(GIVEN REQUEST A):
In the project overview, what tool did the team pick for Infrastructure as Code?

Overview
🔑 Key Highlights
- Zero-downtime rolling updates on AKS deployments
- 40% faster image builds via optimized Docker layering
- Automated CI/CD with GitHub Actions (build-and-push & deploy-to-aks)
- Cost-efficient AKS cluster on Standard_B2s nodes
- Live observability with Prometheus & Grafana dashboards
Prometheus-powered Grafana dashboard tracking CPU & memory usage
BetaTask‑Solutions is a collaborative pet project between me and one developer friend. While my friend focused on application development (Node/Express backend and Vue/Vite frontend), I owned the infrastructure side. We chose our tools to meet three core needs:
- A scalable platform to handle unpredictable load
- A repeatable Infrastructure as Code (IaC) process for fast iterations
- Observability into both cluster health and application performance
After evaluating several cloud-native options, we settled on:
- Terraform for IaC
- Azure Kubernetes Service (AKS) using the cheapest tier (Standard_B2s) for node pools
- Azure Container Registry (ACR) for image storage
- GitHub Actions for a two-stage CI/CD pipeline
- Prometheus & Grafana for metrics and dashboards
In this post, I’ll explain why each choice made sense and how we navigated the biggest challenges along the way.

(ENTRIES PROVIDED):
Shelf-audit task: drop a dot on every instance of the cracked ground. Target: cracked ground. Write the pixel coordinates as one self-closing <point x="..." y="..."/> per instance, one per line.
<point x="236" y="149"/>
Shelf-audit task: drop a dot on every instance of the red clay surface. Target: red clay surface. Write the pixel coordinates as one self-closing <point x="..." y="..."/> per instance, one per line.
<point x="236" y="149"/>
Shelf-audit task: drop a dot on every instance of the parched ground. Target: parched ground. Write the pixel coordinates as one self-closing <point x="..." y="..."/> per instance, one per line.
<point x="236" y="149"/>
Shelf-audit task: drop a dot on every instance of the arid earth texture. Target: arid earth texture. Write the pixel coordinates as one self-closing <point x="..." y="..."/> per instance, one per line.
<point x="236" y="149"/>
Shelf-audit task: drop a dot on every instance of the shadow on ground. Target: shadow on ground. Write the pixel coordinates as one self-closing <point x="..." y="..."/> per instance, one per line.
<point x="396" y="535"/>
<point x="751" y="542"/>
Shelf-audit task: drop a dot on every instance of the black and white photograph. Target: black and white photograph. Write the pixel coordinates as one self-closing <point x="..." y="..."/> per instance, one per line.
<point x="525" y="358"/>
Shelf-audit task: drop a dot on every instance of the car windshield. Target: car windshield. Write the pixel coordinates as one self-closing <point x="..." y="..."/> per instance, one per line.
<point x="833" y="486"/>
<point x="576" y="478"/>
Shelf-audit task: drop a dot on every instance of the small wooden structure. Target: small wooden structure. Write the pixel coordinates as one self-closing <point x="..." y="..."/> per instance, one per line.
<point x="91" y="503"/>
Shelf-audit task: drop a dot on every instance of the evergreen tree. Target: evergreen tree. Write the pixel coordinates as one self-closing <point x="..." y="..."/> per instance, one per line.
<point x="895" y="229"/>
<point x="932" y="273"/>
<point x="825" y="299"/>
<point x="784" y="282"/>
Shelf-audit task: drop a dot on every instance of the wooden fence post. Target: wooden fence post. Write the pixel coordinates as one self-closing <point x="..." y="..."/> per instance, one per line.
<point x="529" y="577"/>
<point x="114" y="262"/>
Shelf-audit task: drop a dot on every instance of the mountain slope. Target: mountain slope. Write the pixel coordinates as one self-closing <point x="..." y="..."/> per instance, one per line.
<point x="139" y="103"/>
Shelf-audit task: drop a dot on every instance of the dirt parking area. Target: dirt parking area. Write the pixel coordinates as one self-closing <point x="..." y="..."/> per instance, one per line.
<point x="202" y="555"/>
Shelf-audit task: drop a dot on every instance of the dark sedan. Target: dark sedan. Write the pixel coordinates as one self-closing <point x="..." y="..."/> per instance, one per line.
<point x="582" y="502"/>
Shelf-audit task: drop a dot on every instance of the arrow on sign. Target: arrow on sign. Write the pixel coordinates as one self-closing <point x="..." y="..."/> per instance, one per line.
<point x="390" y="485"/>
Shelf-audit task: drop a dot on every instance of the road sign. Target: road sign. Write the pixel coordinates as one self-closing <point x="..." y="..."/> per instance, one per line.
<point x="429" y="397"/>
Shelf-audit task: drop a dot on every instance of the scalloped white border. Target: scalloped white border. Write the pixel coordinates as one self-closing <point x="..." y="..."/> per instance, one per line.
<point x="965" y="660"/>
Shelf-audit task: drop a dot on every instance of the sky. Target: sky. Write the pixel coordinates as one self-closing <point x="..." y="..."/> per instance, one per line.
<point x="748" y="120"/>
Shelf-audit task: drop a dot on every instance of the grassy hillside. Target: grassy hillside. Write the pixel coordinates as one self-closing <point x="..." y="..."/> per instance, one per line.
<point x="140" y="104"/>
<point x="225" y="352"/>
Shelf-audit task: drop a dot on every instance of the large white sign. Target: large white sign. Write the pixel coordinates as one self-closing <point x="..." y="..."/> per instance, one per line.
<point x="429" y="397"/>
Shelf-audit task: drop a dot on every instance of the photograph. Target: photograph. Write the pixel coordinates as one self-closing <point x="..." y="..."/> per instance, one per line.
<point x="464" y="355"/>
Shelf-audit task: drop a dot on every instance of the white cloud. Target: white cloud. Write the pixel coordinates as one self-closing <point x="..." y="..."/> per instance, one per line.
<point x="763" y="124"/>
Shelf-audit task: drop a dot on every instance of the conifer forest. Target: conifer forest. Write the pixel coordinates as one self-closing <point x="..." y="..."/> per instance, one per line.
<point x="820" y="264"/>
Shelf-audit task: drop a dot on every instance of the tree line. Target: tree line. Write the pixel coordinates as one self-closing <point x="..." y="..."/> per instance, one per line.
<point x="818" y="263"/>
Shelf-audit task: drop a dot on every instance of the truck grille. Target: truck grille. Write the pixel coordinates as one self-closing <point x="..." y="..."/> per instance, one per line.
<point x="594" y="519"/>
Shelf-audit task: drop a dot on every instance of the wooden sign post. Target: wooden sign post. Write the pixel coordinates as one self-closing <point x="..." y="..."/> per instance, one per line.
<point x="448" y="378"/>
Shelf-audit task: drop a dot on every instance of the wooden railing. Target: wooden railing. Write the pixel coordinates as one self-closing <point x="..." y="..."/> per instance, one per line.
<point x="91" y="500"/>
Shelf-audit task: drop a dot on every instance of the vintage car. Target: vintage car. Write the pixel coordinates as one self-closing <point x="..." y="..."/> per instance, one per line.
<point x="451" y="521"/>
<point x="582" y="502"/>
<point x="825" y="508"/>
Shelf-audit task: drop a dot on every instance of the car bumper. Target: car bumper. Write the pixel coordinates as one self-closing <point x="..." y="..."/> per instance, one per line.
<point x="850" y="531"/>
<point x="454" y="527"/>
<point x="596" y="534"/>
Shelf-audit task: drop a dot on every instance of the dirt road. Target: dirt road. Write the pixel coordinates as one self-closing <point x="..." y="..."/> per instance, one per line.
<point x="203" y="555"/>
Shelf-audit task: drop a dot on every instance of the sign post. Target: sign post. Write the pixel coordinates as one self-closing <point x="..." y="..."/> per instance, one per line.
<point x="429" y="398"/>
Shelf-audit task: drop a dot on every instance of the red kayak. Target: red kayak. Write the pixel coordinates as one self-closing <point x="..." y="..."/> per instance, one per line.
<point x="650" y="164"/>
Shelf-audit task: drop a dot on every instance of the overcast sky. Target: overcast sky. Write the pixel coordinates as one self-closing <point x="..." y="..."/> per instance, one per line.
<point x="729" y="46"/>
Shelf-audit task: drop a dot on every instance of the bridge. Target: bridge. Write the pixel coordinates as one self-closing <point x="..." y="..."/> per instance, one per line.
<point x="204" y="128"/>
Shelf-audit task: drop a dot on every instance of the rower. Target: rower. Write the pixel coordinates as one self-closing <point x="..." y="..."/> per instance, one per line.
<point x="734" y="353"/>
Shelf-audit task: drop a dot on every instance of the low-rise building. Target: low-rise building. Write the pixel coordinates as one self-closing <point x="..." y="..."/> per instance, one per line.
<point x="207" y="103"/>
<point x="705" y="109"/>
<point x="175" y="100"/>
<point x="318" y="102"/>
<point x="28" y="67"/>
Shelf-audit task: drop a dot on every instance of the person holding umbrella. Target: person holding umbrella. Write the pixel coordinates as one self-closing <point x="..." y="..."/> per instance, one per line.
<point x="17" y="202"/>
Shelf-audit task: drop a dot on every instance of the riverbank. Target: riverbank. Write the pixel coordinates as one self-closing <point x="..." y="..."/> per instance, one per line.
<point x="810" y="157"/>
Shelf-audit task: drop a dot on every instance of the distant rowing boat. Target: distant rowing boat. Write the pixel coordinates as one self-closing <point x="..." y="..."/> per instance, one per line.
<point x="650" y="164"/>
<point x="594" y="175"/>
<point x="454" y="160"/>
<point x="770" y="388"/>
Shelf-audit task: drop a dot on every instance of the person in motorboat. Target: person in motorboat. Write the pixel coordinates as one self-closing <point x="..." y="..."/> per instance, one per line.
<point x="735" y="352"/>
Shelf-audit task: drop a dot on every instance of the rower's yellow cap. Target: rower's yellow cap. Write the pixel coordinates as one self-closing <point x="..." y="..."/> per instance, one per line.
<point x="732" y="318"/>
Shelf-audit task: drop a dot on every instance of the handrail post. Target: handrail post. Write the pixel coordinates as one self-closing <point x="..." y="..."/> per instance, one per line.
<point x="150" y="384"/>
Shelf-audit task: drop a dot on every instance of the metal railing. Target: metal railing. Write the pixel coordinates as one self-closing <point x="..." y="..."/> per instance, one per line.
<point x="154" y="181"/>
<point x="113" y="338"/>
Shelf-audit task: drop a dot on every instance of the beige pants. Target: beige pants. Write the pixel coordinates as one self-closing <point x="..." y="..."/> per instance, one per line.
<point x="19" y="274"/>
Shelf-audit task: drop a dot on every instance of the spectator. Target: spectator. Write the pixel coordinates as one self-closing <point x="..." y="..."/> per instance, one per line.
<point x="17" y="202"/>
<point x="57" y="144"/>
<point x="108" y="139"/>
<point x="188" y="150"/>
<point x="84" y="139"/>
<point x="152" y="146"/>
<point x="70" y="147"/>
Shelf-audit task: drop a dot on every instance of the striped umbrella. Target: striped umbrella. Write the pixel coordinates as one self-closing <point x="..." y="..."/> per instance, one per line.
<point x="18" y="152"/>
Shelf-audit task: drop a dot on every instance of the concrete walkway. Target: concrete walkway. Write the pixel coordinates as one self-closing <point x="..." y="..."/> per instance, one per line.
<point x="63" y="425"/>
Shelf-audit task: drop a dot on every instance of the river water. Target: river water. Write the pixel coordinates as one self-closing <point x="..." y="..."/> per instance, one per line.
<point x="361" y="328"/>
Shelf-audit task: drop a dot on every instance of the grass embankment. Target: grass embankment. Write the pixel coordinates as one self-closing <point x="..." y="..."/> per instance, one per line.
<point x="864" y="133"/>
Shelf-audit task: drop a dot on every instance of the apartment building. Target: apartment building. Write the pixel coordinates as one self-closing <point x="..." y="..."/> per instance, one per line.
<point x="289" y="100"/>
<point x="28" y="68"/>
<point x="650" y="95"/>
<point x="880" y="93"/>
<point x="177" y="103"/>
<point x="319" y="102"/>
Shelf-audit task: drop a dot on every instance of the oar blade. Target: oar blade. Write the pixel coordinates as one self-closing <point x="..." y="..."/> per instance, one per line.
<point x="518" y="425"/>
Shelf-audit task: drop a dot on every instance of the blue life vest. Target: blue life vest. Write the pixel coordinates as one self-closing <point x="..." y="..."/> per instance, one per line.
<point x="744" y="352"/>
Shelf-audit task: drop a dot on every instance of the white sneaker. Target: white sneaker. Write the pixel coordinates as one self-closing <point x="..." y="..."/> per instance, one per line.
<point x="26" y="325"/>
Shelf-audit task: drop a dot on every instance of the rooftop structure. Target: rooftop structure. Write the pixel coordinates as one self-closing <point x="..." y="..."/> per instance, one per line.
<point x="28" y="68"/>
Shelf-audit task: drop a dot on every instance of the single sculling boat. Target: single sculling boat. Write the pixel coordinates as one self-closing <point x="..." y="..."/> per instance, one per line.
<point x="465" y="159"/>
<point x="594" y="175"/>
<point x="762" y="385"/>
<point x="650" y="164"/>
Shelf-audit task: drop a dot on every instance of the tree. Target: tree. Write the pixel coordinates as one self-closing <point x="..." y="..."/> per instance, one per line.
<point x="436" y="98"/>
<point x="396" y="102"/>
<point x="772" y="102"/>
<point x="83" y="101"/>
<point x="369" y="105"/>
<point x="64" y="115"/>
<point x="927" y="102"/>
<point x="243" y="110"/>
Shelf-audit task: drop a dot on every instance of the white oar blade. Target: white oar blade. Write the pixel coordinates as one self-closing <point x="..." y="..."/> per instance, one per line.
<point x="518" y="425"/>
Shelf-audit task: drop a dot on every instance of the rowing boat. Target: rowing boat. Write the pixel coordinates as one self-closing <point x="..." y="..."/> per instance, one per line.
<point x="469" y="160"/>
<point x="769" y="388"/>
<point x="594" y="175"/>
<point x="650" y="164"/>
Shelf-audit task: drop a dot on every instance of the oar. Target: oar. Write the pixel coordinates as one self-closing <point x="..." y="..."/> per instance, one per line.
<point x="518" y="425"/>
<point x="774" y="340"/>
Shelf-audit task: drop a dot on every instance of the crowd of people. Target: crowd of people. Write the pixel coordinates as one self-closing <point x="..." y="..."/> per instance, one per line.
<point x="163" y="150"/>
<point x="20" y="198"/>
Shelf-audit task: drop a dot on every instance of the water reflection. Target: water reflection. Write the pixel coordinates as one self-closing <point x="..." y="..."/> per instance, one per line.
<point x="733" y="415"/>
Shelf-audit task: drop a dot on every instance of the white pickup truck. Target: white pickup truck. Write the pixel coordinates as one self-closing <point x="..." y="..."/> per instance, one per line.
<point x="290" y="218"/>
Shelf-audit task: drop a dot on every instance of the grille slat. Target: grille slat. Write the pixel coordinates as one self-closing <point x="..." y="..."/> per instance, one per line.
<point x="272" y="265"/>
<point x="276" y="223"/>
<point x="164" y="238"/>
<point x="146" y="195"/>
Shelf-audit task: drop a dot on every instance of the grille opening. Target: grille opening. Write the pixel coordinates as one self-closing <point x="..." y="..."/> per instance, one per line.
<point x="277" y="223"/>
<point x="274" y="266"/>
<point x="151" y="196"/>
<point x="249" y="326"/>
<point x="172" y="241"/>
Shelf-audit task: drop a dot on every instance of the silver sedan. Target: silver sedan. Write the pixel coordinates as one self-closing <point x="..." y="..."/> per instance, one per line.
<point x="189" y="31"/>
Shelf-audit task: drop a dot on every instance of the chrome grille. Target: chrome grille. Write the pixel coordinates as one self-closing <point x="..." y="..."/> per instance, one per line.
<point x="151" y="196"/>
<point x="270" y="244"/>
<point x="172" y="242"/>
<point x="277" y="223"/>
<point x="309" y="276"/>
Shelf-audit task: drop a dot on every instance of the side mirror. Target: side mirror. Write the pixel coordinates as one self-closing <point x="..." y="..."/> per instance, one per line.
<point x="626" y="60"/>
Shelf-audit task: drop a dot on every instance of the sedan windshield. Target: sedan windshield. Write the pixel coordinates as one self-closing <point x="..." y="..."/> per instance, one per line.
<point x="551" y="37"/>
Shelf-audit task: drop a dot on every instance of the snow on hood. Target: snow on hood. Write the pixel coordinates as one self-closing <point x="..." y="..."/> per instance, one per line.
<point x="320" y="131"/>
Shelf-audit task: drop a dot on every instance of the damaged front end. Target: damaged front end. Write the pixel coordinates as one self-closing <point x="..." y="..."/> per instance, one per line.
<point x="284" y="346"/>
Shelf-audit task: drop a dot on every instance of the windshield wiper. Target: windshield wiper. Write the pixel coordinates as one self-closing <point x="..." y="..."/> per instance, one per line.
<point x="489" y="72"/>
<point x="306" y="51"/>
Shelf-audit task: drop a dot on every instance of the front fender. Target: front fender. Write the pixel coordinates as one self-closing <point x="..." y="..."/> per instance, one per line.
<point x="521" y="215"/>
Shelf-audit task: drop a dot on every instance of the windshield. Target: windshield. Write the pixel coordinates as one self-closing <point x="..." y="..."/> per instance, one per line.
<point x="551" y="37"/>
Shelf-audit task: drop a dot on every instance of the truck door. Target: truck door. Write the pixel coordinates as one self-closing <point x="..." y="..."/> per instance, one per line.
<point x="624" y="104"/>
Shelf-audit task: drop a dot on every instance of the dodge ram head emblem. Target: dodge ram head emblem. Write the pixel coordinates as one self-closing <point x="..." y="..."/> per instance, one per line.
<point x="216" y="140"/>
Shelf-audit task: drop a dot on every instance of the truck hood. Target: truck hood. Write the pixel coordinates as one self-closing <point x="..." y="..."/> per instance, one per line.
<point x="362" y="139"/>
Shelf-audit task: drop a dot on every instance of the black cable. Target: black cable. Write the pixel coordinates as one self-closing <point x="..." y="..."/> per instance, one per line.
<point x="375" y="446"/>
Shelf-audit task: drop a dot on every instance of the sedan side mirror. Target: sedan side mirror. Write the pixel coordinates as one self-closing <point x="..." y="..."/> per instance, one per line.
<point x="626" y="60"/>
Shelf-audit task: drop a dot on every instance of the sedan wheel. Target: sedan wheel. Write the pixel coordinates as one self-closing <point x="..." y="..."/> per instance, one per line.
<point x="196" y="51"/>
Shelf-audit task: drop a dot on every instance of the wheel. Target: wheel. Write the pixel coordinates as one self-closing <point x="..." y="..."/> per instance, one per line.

(GIVEN REQUEST B):
Count the lines in the listing that contain the string "black", and reply with only that number.

(FINAL ANSWER A):
Terraform

(FINAL ANSWER B):
2